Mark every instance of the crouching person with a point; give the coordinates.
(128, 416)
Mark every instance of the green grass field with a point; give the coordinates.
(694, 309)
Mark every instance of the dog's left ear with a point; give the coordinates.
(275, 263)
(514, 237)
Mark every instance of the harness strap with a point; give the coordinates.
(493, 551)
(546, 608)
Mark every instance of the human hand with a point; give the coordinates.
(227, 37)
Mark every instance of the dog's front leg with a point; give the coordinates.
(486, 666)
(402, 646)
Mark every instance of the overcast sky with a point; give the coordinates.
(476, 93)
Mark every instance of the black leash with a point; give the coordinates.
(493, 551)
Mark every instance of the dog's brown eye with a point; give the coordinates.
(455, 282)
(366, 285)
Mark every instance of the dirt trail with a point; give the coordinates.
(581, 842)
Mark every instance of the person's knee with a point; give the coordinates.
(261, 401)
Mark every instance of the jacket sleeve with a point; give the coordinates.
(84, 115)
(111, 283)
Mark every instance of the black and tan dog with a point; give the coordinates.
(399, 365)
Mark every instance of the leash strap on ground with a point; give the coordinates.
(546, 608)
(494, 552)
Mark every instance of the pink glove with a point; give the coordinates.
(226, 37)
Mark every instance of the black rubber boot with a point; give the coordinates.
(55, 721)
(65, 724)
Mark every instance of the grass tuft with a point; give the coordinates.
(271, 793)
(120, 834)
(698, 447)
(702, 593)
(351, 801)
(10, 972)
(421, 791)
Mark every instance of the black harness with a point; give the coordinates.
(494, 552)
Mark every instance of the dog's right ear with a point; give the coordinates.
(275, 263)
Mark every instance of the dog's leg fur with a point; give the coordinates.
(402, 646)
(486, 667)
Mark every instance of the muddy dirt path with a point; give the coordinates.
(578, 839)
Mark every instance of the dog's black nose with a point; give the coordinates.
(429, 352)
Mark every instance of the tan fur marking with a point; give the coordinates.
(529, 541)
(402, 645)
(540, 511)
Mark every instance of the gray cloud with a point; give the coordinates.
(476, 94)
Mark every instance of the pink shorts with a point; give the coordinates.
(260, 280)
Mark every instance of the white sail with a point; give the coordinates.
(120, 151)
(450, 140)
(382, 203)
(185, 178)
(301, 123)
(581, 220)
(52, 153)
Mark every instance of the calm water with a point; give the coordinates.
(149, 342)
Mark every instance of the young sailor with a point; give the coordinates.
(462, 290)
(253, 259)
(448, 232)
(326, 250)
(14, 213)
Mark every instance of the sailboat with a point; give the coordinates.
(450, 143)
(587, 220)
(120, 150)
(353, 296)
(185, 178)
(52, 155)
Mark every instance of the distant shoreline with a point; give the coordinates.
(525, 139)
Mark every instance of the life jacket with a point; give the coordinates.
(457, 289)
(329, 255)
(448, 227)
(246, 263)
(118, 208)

■ ■ ■ ■ ■

Exercise instructions:
For every line of the listing, produce an identical copy.

Completed task:
Mark every instance of the crouching person with a point; give the coordinates.
(128, 416)
Mark every instance of the green grass field with a point; give the coordinates.
(694, 309)
Mark every instance of the dog's left ear with a point; give the coordinates.
(275, 263)
(514, 237)
Mark every instance of the harness strap with a point; give the coordinates.
(493, 551)
(546, 608)
Mark every instance of the human hand with a point; give the coordinates.
(227, 37)
Mark every instance of the dog's front leg with a point; give the coordinates.
(486, 666)
(402, 646)
Mark every instance of the overcast sky with a point; give the coordinates.
(476, 93)
Mark every instance of the black leash with a point; give the coordinates.
(493, 551)
Mark every instance of the dog's brown eye with a point; give the coordinates.
(455, 282)
(366, 285)
Mark every instance of the dirt trail with a point; give the coordinates.
(581, 842)
Mark every instance of the person's knee with a point; give the coordinates.
(261, 401)
Mark every instance of the jacket sleeve with a point; give the coordinates.
(84, 115)
(111, 283)
Mark every instance of the black and tan dog with a point; give the coordinates.
(399, 365)
Mark every instance of the leash strap on ground with a point; give the coordinates.
(546, 608)
(494, 552)
Mark every instance of the pink glove with a point; give the coordinates.
(226, 37)
Mark every instance of the black rubber boot with a point; give the coordinates.
(55, 721)
(65, 724)
Mark every instance of the grass tuft with a point; give the coordinates.
(271, 793)
(120, 834)
(698, 447)
(702, 593)
(351, 801)
(10, 972)
(421, 791)
Mark every instance of the black harness with a point; give the coordinates.
(494, 552)
Mark every instance of the dog's right ear with a point; give the coordinates.
(275, 263)
Mark every instance of the dog's leg fur with a point; give the coordinates.
(402, 646)
(486, 667)
Mark every instance of the muddy dirt path with a point; give the coordinates.
(578, 839)
Mark every instance of the dog's black nose with a point; give the coordinates.
(429, 352)
Mark every instance of the tan fur marking with a point; give the coordinates.
(529, 541)
(402, 645)
(540, 511)
Mark every instance of the gray cloud with a point; give the coordinates.
(476, 94)
Mark every instance of the pink shorts with a point; give the coordinates.
(260, 280)
Mark every instance of the white sail with a point; give the coordinates.
(120, 151)
(450, 140)
(382, 203)
(185, 178)
(301, 123)
(581, 220)
(52, 153)
Mark every instance of the calm water with a point; give the coordinates.
(149, 342)
Mark every instance of the young sailor with a point; give the coordinates.
(462, 290)
(253, 259)
(448, 232)
(326, 250)
(14, 213)
Mark every instance of the sailboat with a point; give the coordinates.
(450, 143)
(587, 220)
(120, 150)
(353, 296)
(185, 178)
(52, 155)
Mark every instance of the distant shoreline with a point; give the coordinates.
(525, 139)
Mark every instance of the life jacket with a point; give the coordinates.
(457, 289)
(329, 255)
(448, 227)
(246, 263)
(118, 208)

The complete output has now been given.